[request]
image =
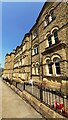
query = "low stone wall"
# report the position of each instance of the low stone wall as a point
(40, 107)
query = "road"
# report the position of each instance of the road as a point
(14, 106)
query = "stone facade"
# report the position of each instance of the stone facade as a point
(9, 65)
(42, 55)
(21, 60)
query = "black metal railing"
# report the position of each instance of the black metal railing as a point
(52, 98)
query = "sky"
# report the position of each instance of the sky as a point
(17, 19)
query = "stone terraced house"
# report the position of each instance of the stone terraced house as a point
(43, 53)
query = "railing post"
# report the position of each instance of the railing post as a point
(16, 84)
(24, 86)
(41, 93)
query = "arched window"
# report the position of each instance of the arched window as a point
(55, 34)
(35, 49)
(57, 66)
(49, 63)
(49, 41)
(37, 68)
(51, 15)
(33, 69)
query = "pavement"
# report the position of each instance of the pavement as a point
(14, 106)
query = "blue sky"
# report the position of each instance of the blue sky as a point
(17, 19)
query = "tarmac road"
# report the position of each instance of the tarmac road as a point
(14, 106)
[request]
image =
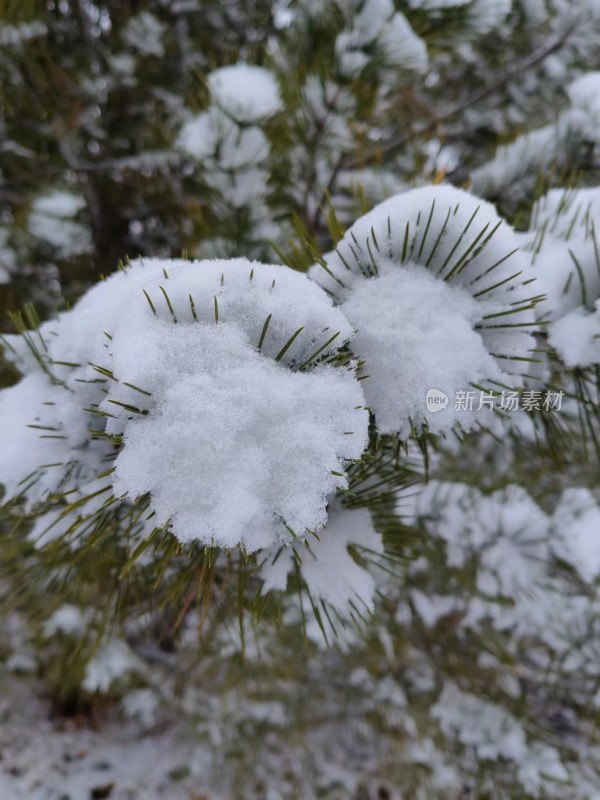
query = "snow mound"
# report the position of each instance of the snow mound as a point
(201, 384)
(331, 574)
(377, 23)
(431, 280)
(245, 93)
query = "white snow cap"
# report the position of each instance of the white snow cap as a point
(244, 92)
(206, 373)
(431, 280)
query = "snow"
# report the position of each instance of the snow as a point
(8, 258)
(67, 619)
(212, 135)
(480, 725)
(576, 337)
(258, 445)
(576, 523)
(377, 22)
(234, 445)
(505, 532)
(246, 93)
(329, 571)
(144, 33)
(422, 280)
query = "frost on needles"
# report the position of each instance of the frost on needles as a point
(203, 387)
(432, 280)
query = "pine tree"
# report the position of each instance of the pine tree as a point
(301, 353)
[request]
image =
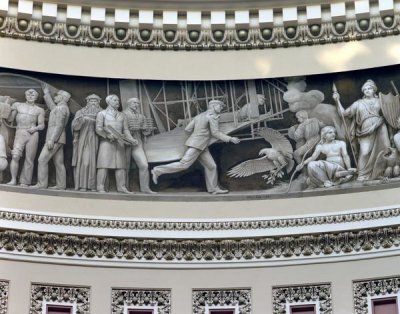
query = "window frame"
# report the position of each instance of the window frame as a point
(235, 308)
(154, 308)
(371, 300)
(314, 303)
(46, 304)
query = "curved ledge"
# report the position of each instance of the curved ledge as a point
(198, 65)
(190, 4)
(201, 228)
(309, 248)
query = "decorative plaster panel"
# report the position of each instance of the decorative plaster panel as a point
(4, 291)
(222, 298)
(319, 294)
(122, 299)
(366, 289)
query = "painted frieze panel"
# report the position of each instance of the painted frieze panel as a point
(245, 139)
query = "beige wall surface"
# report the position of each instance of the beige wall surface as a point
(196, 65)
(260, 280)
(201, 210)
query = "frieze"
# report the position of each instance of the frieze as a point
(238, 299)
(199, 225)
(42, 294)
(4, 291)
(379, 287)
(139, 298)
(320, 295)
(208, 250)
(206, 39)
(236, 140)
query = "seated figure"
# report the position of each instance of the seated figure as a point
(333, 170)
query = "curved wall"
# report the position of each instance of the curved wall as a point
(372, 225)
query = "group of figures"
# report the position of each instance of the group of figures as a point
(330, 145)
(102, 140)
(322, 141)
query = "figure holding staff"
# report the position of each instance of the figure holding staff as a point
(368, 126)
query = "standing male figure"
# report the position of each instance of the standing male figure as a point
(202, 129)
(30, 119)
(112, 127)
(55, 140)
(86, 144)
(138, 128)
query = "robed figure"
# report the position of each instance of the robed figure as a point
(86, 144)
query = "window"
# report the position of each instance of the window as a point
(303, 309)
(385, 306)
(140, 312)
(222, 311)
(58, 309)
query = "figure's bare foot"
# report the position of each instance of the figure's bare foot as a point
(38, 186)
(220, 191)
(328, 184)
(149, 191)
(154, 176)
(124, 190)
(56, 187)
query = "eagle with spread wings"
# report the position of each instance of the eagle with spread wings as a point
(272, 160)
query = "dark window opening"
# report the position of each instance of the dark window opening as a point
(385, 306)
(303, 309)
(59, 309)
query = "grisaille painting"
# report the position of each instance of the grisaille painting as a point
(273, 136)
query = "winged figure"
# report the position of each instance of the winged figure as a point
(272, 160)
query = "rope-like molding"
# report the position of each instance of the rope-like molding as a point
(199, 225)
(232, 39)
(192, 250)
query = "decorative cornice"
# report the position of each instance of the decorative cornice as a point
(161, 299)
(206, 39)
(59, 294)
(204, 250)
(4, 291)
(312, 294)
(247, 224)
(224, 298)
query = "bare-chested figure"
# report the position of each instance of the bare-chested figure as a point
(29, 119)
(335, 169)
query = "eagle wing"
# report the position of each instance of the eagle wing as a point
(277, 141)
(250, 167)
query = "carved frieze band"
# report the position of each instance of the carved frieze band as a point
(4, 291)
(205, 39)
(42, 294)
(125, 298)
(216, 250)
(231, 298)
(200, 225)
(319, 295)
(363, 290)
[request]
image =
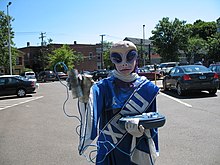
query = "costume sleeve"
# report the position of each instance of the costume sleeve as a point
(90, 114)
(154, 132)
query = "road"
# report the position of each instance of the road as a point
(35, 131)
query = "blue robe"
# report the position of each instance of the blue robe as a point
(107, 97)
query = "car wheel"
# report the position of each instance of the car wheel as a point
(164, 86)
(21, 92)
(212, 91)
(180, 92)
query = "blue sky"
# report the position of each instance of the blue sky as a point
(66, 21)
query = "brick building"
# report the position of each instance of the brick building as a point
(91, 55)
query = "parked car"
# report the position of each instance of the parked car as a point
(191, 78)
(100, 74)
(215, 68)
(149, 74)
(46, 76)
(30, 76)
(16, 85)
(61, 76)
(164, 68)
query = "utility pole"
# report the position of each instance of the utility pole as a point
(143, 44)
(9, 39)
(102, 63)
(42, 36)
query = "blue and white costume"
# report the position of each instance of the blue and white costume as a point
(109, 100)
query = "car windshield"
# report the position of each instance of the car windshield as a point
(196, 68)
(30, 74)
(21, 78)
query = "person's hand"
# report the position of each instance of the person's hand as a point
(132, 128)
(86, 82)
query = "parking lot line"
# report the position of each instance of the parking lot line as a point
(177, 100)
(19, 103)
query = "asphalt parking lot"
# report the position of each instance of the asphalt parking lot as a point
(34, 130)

::::::::

- [Task statement]:
No pictures belong in the copy. Repeat the listing above exactly.

- [Task result]:
[request]
image =
query = "low stone wall"
# report the position of each instance of the low stone wall as a point
(40, 107)
query = "road"
# report the position of each instance of the road as a point
(14, 106)
query = "stone facade"
# report the position of each instance of the stone facade as a point
(9, 65)
(42, 55)
(21, 60)
query = "black metal railing"
# report the position of each instance of the black metal railing as a point
(52, 98)
query = "sky"
# report the position of each instance of the sky as a point
(17, 19)
query = "stone terraced house"
# report the position of each instance of the stone terraced house as a point
(43, 53)
query = "railing post"
# report the position of each instance of the railing post as a point
(16, 84)
(24, 86)
(41, 93)
query = "arched window"
# report the position of each instance of the arched window as a point
(55, 34)
(35, 49)
(57, 66)
(49, 63)
(49, 41)
(37, 68)
(51, 15)
(33, 69)
query = "pavement"
# report the position of each instance of the pavement as a point
(14, 106)
query = "blue sky"
# report the position of each instance of the blue sky as a point
(17, 19)
query = "tarmac road"
# report the position of each instance of the tarmac road as a point
(14, 106)
[request]
image =
query = "snow mound"
# report the position of each instance of the snow mound as a point
(201, 384)
(331, 574)
(377, 23)
(431, 280)
(245, 93)
query = "white snow cap"
# report the position of each instance of the white snow cap as a point
(244, 92)
(206, 373)
(431, 280)
query = "snow"
# report the position of each instance of the snow as a point
(8, 258)
(67, 619)
(212, 135)
(480, 725)
(576, 337)
(258, 445)
(576, 523)
(377, 22)
(234, 445)
(505, 532)
(246, 93)
(329, 571)
(144, 33)
(422, 280)
query = "frost on needles"
# report the position of each instance of the frost on needles as a point
(203, 387)
(432, 280)
query = "pine tree"
# report the position of each instance of the pine tree as a point
(301, 353)
[request]
image =
query = "window frame"
# report the position of each instance of the window frame as a point
(235, 308)
(154, 308)
(371, 300)
(314, 303)
(46, 304)
query = "curved ledge"
# report the position of each instance of the curved ledge as a point
(198, 65)
(190, 4)
(201, 228)
(309, 248)
query = "decorative plaster panel"
# report the position of each instance of the decorative plaster panel as a point
(4, 291)
(222, 298)
(319, 294)
(122, 299)
(366, 289)
query = "painted frieze panel"
# report the position of each instance of the painted frieze panel as a point
(245, 139)
query = "beige wall surface"
# report the position of each instance of the beige wall surface as a point
(196, 65)
(260, 280)
(201, 210)
query = "frieze"
# report the position of each instance of the frieze as a point
(238, 299)
(199, 225)
(42, 294)
(4, 291)
(379, 287)
(139, 298)
(320, 295)
(208, 250)
(206, 39)
(236, 140)
query = "seated figure"
# report the position of each instance of the seated figure as a point
(333, 170)
query = "curved wall"
# report the position of each instance of the curved wall as a point
(372, 225)
query = "group of figures"
# report the position of each instance of the group of figures as a point
(330, 145)
(102, 140)
(322, 141)
query = "figure holding staff"
# report the position of each instance of the figure holding staff as a point
(368, 126)
query = "standing male figure"
# report the position of each instance of the standing male figure as a point
(202, 129)
(30, 119)
(112, 127)
(55, 140)
(86, 144)
(138, 128)
query = "robed figure"
# report the position of each instance of the robed figure as a point
(86, 144)
query = "window"
# report the position of each instance of the window as a point
(303, 309)
(385, 306)
(140, 312)
(222, 311)
(58, 309)
query = "figure's bare foot"
# report the position of each instance of the figure's bare foot as a point
(38, 186)
(220, 191)
(328, 184)
(149, 191)
(154, 176)
(124, 190)
(56, 187)
query = "eagle with spread wings"
# report the position of each instance of the eagle with spread wings as a point
(272, 160)
query = "dark window opening"
# report the position of each instance of the dark window opening as a point
(385, 306)
(303, 309)
(59, 309)
query = "grisaille painting"
# report the position of each instance of the grisaille painting as a point
(273, 136)
query = "winged figure"
# report the position of each instance of the winged figure as a point
(272, 160)
query = "rope-like molding"
# report the position of each instance of the rope-like molding as a point
(199, 225)
(232, 39)
(192, 250)
query = "decorative cornice"
# report the position of each instance of the decorative cornice as a point
(161, 299)
(206, 39)
(59, 294)
(204, 250)
(4, 291)
(312, 294)
(247, 224)
(224, 298)
query = "bare-chested figure"
# report the position of each instance of the bare-chested figure as a point
(29, 119)
(335, 169)
query = "eagle wing"
# report the position of each instance of the eagle wing as a point
(277, 141)
(250, 167)
query = "carved frieze band"
# report the position of each instance of the carved frieze band as a point
(4, 291)
(205, 39)
(42, 294)
(125, 298)
(216, 250)
(231, 298)
(200, 225)
(319, 295)
(363, 290)
[request]
image =
query = "costume sleeve"
# report the position of each instance of the costume sleeve as a point
(90, 114)
(154, 132)
query = "road"
# report the position of each instance of the road as a point
(35, 131)
query = "blue robe"
# report the position of each instance of the blue robe as a point
(107, 97)
query = "car wheel"
# report the position of each instance of the car wheel as a point
(164, 86)
(21, 92)
(212, 91)
(180, 92)
query = "blue sky"
# report the position of each instance of the blue sky as a point
(66, 21)
query = "brick building"
# report the position of each instance of the brick building as a point
(91, 55)
query = "parked car"
# report the position of each instance of the parked car as a point
(191, 78)
(100, 74)
(215, 68)
(149, 74)
(46, 76)
(30, 76)
(16, 85)
(61, 76)
(164, 68)
query = "utility pole"
# report the position of each instance of the utility pole as a point
(143, 44)
(9, 39)
(102, 63)
(42, 36)
query = "blue and white costume"
# report the position of each instance of the blue and white costume as a point
(109, 100)
query = "car windshield"
# report the position of each instance of the car windshield as a point
(196, 68)
(30, 74)
(21, 78)
query = "person's hand"
# report the position of each instance of the person's hand as a point
(132, 128)
(86, 82)
query = "parking lot line"
# report the position of each instance of the parking lot line as a point
(177, 100)
(19, 103)
query = "asphalt parking lot"
# report the position of each instance of the asphalt parking lot as a point
(34, 130)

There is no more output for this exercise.